[Ejercicio escrito 1]
Responde a estas preguntas sobre el texto acerca de la literatura hispanoamericana:
(a) ¿Por qué interesa más la novela europea a quien escribe?
(b) ¿En qué se deshace Latinoamérica, según el texto?
(c) ¿Qué escritor se menciona como ejemplo de esta literatura en el caso de Guatemala?
[Ejercicio escrito 2] Prosigue el texto sobre la literatura hispanoamericana a partir de su última oración.

[Texto de la página]
-=-=-

No
me llama demasiado la atención esa literatura hispanoamericana del siglo XX que
se ha denominado habitualmente como revolución o “boom”. He leído aquí y allá
novelas pero sin profundizar en demasía. He disfrutado de algunos autores y
otros no tanto. Supongo que me interesa más la novela europea porque es
más individualista y dada a la introspección. Supongo también que la literatura
nace de una sociedad al tiempo que contribuye a su propia gestación, y la
literatura latinoamericana tiene otros intereses que los europeos. Inestabilidad
política y económica, problemas sociales, no vamos a descubrir los problemas de
la deuda, el neocolonialismo.
La
Rusia del XIX presenta una problemática peculiar que ha dado lugar a una
porción de lo más selecto de la literatura universal. En cambio Latinoamérica
se deshace en literaturas nacionales, quizás debido también a las diferencias
que pueda haber entre Chile, Venezuela o México. Está todo por hacer. En todo
caso, me agrada encontrarme de vez en cuando con esa literatura hermana
nuestra, gracias a la cual el idioma castellano sigue pujante.
En
el caso de Guatemala tenemos a Miguel Ángel Asturias, un buen ejemplo de esta
literatura. Miguel Ángel tendrá la posibilidad de conocer Europa, o la
obligación, según se mire, dado su situación como exiliado político.

-=-=-

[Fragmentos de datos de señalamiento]
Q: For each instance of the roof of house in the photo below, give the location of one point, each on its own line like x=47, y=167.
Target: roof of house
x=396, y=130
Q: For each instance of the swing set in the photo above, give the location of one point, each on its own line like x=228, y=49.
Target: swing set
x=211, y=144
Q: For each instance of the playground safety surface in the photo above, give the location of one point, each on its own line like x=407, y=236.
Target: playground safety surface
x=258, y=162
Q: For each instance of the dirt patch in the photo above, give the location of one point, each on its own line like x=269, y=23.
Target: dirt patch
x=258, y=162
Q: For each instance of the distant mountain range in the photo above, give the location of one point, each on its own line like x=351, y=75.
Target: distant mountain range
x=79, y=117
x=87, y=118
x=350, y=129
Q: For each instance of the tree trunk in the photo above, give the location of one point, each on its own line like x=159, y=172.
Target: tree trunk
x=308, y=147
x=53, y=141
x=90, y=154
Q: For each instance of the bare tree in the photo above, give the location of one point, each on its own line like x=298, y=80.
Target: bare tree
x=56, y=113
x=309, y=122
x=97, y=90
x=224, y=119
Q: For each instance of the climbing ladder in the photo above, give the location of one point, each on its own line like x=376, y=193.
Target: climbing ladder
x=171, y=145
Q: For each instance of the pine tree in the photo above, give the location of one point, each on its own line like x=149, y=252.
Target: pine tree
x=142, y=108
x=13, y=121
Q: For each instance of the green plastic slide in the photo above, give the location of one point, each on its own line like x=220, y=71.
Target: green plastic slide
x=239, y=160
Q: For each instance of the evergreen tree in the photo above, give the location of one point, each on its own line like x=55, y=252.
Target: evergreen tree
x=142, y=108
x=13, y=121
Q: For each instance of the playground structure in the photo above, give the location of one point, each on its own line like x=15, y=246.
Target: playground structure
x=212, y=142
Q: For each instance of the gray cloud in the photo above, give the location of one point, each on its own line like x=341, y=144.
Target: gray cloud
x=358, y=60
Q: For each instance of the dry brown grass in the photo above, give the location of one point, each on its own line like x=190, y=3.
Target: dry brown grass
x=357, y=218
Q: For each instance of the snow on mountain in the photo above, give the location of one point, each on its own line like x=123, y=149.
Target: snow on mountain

-=-=-

[Resultado 1]
(a) Porque es más individualista y dada a la introspección.
(b) En literaturas nacionales.
(c) Miguel Ángel Asturias.

[Resultado 2]
Como
viene a ser lógico, Miguel Ángel procede de las clases privilegiadas, por lo
que recibió una amplia educación. Su actividad política fue siempre
progresista, así como su literatura social, tendente a mejorar las condiciones
de vida de las clases más humildes. Contra las dictaduras y en defensa de la
cultura indígena, maya.
Precisamente
se estrenó con las presentes leyendas, una manera de fijar la tradición oral.
«A mi madre, que contaba
cuentos»,
reza la dedicatoria.
Guatemala
es un buen cuento para empezar, una fusión de la cultura hispana y maya.
La
carreta llega al pueblo rodando un paso hoy y otro mañana. En el apeadero,
donde se encuentran la calle y el camino, está la primera tienda. Sus dueños
son viejos, tienen güegüecho, han visto espantos, andarines y aparecidos,
cuentan milagros y cierran la puerta cuando pasan los húngaros: esos que roban
niños, comen caballo, hablan con el diablo y huyen de Dios. La calle se hunde
como la hoja de una espada quebrada en el puño de la plaza. La plaza no es
grande. La estrecha el marco de sus portales viejos, muy nobles y muy viejos.
Las familias principales viven en ella y en las calles contiguas, tienen
amistad con el obispo y el alcalde y no se relacionan con los artesanos, salvo,
el día del apóstol Santiago, cuando, por sabido se calla, las señoritas sirven
el chocolate de los pobres en el Palacio Episcopal.
En realidad varios de ellos se parecen, como el otro que se titula Leyenda del volcán. Es el ciclo de la muerte y el renacimiento, de la muerte de la cultura maya y el renacimiento con la conquista española; incluye la esperanza de un nuevo renacer. Estamos en los inicios del realismo mágico, del cual Miguel Ángel es un claro precursor.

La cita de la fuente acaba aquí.